= QUOTED TEXT =

++++++++++

I believe this is a bare-bones essential patch required for getting POD
to work correctly under threaded MPM. The apr_recv() may return success
but return 0 length (indicating the pipe is fine, but there were not any
characters to read). Therefore, we should check the returned length
being 1. The code in mpm_common.c already does this.
Ryan has suggested before using the code in mpm_common.c (and I had
submitted a patch to do that), but, after some discussions with Roy and
more pondering of the problem, that will break the poll() code (which
effectively stops the never-exit-even-though-w_m_e-is-set problem
discussed before on systems with S_L_U_A). OSes without S_L_U_A (i.e.
Solaris) still do have this deadlock situation because of the
cross-process mutex.

++++++++++

(Annotation records)
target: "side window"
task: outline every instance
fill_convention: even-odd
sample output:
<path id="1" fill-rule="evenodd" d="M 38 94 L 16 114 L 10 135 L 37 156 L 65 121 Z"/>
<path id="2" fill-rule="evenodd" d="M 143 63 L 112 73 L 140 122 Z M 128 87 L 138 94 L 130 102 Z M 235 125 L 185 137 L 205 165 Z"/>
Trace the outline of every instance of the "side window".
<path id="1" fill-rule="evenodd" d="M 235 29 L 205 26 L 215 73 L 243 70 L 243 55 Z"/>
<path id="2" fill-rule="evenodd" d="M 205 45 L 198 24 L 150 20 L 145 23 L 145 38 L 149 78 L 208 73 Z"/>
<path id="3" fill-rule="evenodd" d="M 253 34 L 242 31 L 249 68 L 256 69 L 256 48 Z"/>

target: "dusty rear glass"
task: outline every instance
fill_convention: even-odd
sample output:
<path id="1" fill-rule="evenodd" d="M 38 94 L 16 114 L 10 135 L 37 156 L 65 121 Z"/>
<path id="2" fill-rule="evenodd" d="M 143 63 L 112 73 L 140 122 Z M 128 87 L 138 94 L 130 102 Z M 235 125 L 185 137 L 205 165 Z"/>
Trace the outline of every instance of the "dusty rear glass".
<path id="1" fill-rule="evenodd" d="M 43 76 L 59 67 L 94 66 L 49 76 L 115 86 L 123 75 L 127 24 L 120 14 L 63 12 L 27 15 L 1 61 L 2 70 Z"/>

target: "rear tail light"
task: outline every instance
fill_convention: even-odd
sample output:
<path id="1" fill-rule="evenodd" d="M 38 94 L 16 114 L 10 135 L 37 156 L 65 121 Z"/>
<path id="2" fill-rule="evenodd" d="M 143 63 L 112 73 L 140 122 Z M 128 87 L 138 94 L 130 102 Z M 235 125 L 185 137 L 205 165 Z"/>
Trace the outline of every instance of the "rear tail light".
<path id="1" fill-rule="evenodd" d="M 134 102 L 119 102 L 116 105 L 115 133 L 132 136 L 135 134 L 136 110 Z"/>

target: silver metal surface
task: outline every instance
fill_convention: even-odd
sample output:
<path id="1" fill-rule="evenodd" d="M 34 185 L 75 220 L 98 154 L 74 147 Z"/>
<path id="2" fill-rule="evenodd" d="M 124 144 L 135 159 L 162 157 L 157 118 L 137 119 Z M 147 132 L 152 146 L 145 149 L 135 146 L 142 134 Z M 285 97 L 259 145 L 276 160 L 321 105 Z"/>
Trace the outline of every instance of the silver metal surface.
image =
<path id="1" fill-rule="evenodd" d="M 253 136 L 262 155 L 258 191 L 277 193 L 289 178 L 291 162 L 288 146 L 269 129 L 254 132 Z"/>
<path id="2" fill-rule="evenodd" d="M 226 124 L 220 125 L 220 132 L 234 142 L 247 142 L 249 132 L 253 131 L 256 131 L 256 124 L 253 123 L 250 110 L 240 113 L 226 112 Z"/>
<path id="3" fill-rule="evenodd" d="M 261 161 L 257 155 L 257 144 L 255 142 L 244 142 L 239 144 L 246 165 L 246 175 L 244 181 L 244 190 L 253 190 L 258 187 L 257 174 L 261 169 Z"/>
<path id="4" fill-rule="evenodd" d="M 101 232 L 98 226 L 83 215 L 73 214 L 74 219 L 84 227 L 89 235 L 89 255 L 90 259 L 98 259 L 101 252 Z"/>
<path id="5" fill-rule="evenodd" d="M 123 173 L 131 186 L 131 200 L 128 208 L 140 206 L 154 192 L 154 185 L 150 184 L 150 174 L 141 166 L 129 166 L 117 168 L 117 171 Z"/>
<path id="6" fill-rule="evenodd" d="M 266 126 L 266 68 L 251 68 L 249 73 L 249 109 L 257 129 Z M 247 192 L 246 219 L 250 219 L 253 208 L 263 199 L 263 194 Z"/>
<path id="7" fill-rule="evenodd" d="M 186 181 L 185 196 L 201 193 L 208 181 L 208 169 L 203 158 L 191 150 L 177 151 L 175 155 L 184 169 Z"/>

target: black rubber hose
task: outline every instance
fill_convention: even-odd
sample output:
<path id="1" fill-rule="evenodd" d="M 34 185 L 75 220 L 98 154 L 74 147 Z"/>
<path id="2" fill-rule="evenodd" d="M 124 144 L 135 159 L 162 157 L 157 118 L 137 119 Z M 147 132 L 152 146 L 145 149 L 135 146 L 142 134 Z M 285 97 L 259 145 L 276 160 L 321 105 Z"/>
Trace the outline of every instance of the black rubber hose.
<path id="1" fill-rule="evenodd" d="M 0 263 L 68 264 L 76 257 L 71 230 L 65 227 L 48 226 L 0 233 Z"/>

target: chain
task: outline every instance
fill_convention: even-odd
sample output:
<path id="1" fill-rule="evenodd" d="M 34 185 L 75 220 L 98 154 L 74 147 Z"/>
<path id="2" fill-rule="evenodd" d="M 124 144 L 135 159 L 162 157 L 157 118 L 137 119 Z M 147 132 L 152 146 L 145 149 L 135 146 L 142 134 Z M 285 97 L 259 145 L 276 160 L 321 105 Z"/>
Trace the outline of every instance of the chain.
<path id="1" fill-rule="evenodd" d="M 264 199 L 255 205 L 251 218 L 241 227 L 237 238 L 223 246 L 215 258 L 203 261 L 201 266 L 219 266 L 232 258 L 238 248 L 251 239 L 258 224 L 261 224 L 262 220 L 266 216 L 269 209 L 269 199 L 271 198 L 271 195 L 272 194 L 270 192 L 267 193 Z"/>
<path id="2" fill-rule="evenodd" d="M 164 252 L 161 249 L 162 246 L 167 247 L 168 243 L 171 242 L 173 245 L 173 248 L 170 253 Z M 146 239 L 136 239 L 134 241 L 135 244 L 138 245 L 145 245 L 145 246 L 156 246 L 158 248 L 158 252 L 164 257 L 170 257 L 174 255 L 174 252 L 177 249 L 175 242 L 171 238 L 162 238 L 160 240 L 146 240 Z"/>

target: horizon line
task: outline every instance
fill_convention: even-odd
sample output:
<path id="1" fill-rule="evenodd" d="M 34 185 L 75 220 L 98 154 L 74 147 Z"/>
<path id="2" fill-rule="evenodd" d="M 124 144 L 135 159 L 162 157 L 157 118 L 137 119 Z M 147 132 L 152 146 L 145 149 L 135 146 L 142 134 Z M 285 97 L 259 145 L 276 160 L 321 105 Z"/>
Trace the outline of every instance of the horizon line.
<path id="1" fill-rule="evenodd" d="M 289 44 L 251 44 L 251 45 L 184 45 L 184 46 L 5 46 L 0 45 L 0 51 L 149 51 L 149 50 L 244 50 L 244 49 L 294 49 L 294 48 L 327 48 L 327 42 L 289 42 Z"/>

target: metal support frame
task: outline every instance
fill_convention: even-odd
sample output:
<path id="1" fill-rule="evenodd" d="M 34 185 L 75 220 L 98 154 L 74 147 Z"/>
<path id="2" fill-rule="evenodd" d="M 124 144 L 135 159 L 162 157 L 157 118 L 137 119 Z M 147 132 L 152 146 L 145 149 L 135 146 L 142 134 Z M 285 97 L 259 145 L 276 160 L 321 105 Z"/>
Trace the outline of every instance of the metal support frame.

++++++++++

= STATED PROBLEM =
For the message about the POD patch, decide whether each statement agrees with it, answering yes or no and quoting the words that settle it. 1. According to the message, apr_recv() can report success while returning a length of 0. 2. The message says the code in mpm_common.c does not yet check the returned length. 3. The message says Solaris no longer has the deadlock situation.

= TASK SOLUTION =
1. Yes: "The apr_recv() may return success but return 0 length"
2. No: "The code in mpm_common.c already does this."
3. No: "OSes without S_L_U_A (i.e. Solaris) still do have this deadlock situation because of the cross-process mutex."